● **The request**
Render every one of the entries below as a two-column CSV with the headers entry_text and answer, one row per entry, with each field in double quotes and its line breaks replaced by spaces. Leave the pictures out.

[Recorded data]
────────
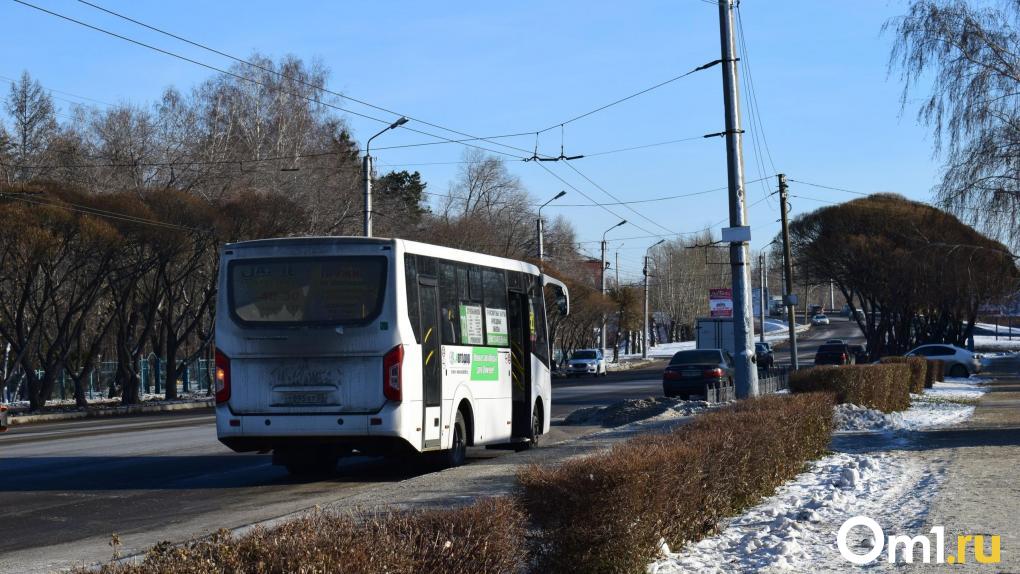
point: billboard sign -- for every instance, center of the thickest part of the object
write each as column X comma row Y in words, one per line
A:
column 720, row 302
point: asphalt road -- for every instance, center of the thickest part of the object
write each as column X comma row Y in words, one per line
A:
column 809, row 342
column 65, row 487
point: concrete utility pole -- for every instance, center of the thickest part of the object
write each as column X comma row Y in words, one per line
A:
column 747, row 374
column 542, row 255
column 366, row 174
column 787, row 264
column 602, row 328
column 761, row 295
column 645, row 333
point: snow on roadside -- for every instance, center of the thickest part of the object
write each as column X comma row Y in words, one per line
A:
column 795, row 529
column 946, row 404
column 984, row 343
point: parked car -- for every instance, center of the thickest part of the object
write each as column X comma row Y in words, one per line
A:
column 587, row 362
column 859, row 353
column 764, row 355
column 833, row 354
column 959, row 362
column 690, row 372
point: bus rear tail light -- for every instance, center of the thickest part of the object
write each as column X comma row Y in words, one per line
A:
column 222, row 377
column 392, row 367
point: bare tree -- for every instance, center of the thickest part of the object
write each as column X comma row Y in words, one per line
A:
column 971, row 57
column 34, row 118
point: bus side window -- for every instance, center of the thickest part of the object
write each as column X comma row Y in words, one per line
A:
column 413, row 310
column 540, row 336
column 497, row 325
column 449, row 306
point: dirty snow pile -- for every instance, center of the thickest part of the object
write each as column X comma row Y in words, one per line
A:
column 948, row 403
column 795, row 529
column 630, row 410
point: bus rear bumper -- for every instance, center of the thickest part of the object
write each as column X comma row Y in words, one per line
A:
column 375, row 433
────────
● **Task output**
entry_text,answer
"point: billboard sign -- for every instance, center of the thickest part of the object write each as column X comma row Y in words, one per line A:","column 720, row 302"
"point: asphalt road -- for every instance, center of the thickest part of the object write each as column X comma row Y in words, one per line A:","column 809, row 342 column 65, row 487"
"point: concrete utility pole -- for every instance, center of the thickest part of the object write each as column X comma row Y in words, one per line A:","column 747, row 374 column 542, row 255 column 366, row 174 column 787, row 264 column 602, row 328 column 761, row 295 column 645, row 333"
"point: snow on roadside -- for every instance, center of the thickest part of the object write each as column X comma row Y in words, one per line A:","column 795, row 529 column 946, row 404 column 984, row 343"
"point: parked car -- for every instance, center of the thickest part of the object write each as column X comma row Y in words, one per line A:","column 587, row 362 column 859, row 353 column 764, row 355 column 833, row 354 column 959, row 362 column 690, row 372"
"point: bus rear tail light -- for every instance, center of the thickest part of the object write each as column X comma row Y in words, one per line A:","column 222, row 377 column 392, row 367"
"point: bare tree -- for every instance, center of the thickest part of the object write each as column X comma row Y in words, one per line A:","column 971, row 57 column 34, row 118"
"point: bus side window -- for every instance, center of the thickest part of the object write each as column X comma row Y in words, one per line A:","column 413, row 310 column 540, row 336 column 497, row 325 column 449, row 306"
"point: dirty snow pile -- for every instance, center of the thickest part of the object write each as column X comma row Y in words, one per line A:","column 948, row 403 column 795, row 529 column 630, row 410"
"point: bus rear bumper -- for every instance, center of the thickest part of the object write each as column X comma row Y in words, one per line A:","column 375, row 433"